§ **Task to complete**
Put the stretch from the start of the records through the line containing "(1548, 234)" into a Markdown table with two columns, Row and Record line. Number each row and leave out blank lines.
** BEGIN Exercise data **
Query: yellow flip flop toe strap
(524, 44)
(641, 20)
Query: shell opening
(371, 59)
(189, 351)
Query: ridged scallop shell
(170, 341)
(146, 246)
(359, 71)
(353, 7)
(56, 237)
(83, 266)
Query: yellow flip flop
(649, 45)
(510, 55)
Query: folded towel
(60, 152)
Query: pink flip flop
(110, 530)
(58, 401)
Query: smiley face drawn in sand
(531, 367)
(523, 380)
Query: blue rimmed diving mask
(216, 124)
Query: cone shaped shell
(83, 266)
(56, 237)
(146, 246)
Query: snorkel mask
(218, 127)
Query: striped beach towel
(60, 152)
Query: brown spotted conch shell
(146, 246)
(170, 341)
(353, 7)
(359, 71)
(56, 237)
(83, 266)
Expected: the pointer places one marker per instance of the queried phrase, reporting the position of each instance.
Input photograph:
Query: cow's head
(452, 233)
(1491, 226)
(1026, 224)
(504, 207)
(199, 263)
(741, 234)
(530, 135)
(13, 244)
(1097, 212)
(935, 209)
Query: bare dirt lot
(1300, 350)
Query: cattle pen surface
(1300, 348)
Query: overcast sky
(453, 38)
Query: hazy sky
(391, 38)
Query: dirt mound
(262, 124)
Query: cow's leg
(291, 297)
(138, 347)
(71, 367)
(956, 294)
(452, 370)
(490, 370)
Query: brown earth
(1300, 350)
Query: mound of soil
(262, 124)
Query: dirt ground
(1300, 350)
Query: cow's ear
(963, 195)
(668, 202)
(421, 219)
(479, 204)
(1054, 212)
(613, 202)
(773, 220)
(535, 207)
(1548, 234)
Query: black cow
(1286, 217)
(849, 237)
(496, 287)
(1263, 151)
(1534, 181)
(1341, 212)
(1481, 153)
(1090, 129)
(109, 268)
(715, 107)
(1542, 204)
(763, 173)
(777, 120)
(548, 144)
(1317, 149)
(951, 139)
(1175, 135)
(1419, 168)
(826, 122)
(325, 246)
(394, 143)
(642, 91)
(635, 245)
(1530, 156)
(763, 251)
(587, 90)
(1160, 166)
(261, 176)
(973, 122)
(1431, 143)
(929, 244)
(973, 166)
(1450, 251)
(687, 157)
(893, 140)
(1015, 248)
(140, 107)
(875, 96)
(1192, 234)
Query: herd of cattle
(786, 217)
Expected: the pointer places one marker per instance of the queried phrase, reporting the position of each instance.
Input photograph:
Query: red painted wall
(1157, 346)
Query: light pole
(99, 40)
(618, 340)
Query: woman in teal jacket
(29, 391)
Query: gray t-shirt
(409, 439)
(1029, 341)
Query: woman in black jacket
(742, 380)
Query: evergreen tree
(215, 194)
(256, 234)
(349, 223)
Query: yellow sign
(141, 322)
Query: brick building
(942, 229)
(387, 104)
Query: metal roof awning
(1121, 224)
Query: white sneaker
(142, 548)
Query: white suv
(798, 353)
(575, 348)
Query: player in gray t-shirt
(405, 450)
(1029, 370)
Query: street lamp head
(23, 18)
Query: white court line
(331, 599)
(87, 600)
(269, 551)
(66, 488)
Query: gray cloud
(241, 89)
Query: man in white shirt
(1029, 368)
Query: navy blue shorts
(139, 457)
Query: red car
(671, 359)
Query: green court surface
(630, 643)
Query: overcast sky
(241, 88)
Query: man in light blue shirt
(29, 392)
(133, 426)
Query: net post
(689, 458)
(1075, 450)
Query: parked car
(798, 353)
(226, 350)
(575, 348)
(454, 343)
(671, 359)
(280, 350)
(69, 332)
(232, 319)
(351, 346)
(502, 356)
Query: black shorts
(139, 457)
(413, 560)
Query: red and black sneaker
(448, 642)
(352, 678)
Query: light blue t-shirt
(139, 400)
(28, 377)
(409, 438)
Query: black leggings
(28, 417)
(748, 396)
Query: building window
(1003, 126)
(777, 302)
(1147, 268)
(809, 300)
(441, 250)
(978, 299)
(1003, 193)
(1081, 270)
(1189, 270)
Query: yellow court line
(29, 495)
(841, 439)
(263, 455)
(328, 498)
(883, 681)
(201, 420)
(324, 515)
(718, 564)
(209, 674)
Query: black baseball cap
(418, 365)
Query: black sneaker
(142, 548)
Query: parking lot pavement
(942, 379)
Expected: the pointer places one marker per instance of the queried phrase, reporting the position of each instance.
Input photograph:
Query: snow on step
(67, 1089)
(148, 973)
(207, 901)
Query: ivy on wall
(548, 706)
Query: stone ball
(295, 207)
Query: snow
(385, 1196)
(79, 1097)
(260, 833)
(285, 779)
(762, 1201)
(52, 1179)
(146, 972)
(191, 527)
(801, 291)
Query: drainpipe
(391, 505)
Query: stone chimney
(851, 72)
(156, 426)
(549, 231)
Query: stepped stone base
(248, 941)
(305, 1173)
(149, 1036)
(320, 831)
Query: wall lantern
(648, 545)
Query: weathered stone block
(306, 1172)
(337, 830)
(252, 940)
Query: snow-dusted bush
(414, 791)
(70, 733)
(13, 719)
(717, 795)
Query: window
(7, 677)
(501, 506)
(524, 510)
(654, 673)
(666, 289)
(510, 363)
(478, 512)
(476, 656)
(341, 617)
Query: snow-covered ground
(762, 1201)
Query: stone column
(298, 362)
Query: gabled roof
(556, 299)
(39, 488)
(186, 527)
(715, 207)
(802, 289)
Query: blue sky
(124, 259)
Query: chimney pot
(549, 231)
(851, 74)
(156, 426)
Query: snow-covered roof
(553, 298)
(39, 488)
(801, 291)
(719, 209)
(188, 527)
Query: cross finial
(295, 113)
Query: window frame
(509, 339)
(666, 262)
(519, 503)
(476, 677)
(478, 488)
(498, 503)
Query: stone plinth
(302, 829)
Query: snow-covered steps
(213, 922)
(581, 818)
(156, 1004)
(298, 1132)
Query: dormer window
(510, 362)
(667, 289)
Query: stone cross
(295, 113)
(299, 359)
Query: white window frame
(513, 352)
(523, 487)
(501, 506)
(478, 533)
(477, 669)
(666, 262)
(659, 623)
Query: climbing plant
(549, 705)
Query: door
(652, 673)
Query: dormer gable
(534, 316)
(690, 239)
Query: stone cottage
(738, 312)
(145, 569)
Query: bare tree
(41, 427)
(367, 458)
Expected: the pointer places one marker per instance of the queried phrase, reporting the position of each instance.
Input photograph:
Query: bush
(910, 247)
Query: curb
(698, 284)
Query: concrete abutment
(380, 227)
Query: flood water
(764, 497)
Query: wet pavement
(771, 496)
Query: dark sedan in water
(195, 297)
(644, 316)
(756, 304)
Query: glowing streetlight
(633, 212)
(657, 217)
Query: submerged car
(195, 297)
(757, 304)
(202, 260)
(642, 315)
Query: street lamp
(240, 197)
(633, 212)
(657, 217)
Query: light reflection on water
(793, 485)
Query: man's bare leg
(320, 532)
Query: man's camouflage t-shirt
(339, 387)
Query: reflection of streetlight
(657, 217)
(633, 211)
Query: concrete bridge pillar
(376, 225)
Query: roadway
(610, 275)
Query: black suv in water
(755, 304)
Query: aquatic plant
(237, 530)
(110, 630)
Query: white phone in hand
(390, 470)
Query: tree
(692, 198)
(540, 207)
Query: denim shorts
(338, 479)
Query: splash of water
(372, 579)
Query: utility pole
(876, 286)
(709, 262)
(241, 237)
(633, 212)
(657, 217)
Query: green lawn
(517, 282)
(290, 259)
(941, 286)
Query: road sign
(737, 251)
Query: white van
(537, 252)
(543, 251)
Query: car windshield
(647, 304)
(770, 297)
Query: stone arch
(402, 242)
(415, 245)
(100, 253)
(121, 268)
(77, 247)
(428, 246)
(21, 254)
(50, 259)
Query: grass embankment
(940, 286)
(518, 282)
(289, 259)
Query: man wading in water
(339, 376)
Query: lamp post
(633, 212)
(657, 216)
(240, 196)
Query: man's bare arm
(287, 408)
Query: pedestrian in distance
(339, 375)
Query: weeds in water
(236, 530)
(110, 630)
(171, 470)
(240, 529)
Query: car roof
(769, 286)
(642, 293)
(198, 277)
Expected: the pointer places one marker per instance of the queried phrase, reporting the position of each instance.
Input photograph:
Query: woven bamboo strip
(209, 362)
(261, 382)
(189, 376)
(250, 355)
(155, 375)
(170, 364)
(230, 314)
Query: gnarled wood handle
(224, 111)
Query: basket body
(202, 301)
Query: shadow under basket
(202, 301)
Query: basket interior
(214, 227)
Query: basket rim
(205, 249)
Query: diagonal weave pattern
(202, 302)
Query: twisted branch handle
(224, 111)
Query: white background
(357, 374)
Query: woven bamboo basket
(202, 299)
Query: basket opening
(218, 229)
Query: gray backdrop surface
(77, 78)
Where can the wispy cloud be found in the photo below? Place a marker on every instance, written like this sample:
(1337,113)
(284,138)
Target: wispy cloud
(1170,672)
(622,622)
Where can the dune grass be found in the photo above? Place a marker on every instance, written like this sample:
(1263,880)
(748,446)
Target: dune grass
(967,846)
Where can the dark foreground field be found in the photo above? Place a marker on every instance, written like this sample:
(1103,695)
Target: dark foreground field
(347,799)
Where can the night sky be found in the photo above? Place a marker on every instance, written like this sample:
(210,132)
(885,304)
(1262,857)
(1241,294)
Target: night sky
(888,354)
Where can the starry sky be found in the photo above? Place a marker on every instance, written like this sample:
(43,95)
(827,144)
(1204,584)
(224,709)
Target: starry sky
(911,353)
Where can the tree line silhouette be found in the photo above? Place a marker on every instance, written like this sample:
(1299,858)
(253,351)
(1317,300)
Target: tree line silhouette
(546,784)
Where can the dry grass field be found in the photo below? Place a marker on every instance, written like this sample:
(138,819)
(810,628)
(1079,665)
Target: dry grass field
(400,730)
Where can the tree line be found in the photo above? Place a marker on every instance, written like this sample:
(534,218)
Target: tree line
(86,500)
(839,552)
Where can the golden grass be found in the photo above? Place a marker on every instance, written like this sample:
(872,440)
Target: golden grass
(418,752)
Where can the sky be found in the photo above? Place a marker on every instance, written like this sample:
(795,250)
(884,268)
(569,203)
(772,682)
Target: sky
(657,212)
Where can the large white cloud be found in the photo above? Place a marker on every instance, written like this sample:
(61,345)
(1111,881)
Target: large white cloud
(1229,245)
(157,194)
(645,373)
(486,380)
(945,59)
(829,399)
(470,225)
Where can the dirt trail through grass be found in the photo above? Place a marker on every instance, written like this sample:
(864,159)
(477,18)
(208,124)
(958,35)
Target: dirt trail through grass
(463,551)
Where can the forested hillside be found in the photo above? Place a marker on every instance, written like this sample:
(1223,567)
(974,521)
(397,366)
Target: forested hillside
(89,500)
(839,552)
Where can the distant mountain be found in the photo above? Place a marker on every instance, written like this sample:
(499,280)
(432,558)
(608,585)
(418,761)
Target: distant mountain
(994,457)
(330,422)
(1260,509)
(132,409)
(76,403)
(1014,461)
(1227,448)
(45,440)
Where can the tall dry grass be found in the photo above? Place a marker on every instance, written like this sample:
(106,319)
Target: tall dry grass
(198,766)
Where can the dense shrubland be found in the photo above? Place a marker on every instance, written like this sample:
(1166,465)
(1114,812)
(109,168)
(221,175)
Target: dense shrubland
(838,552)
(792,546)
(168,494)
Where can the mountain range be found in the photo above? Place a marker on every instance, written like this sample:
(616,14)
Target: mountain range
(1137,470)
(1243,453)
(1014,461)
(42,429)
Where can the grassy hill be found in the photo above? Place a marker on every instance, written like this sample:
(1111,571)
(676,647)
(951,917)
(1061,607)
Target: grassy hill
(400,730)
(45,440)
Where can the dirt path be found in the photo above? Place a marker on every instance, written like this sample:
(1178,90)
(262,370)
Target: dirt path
** END Exercise data **
§ **Output below**
| Row | Record line |
|---|---|
| 1 | Query: yellow flip flop toe strap |
| 2 | (524, 44) |
| 3 | (641, 20) |
| 4 | Query: shell opening |
| 5 | (371, 59) |
| 6 | (189, 351) |
| 7 | Query: ridged scallop shell |
| 8 | (170, 341) |
| 9 | (146, 246) |
| 10 | (359, 71) |
| 11 | (353, 7) |
| 12 | (56, 237) |
| 13 | (83, 266) |
| 14 | Query: yellow flip flop |
| 15 | (649, 45) |
| 16 | (510, 55) |
| 17 | Query: folded towel |
| 18 | (60, 152) |
| 19 | Query: pink flip flop |
| 20 | (110, 530) |
| 21 | (58, 401) |
| 22 | Query: smiley face drawn in sand |
| 23 | (531, 367) |
| 24 | (523, 380) |
| 25 | Query: blue rimmed diving mask |
| 26 | (216, 124) |
| 27 | Query: cone shaped shell |
| 28 | (83, 266) |
| 29 | (56, 237) |
| 30 | (146, 246) |
| 31 | Query: snorkel mask |
| 32 | (218, 127) |
| 33 | Query: striped beach towel |
| 34 | (60, 152) |
| 35 | Query: brown spotted conch shell |
| 36 | (146, 246) |
| 37 | (170, 341) |
| 38 | (353, 7) |
| 39 | (359, 71) |
| 40 | (56, 237) |
| 41 | (83, 266) |
| 42 | Expected: the pointer places one marker per instance of the queried phrase, reporting the position of each instance. |
| 43 | Input photograph: |
| 44 | Query: cow's head |
| 45 | (452, 233) |
| 46 | (1491, 226) |
| 47 | (1026, 224) |
| 48 | (504, 207) |
| 49 | (199, 263) |
| 50 | (741, 234) |
| 51 | (530, 135) |
| 52 | (13, 244) |
| 53 | (1097, 212) |
| 54 | (935, 209) |
| 55 | Query: bare dirt lot |
| 56 | (1300, 350) |
| 57 | Query: cattle pen surface |
| 58 | (1300, 348) |
| 59 | Query: overcast sky |
| 60 | (453, 38) |
| 61 | Query: hazy sky |
| 62 | (391, 38) |
| 63 | Query: dirt mound |
| 64 | (262, 124) |
| 65 | Query: cow's leg |
| 66 | (291, 297) |
| 67 | (138, 347) |
| 68 | (71, 367) |
| 69 | (956, 294) |
| 70 | (452, 370) |
| 71 | (490, 370) |
| 72 | Query: brown earth |
| 73 | (1300, 350) |
| 74 | Query: mound of soil |
| 75 | (262, 124) |
| 76 | Query: dirt ground |
| 77 | (1300, 350) |
| 78 | Query: cow's ear |
| 79 | (963, 195) |
| 80 | (668, 202) |
| 81 | (421, 219) |
| 82 | (479, 204) |
| 83 | (1054, 212) |
| 84 | (613, 202) |
| 85 | (773, 220) |
| 86 | (535, 207) |
| 87 | (1548, 234) |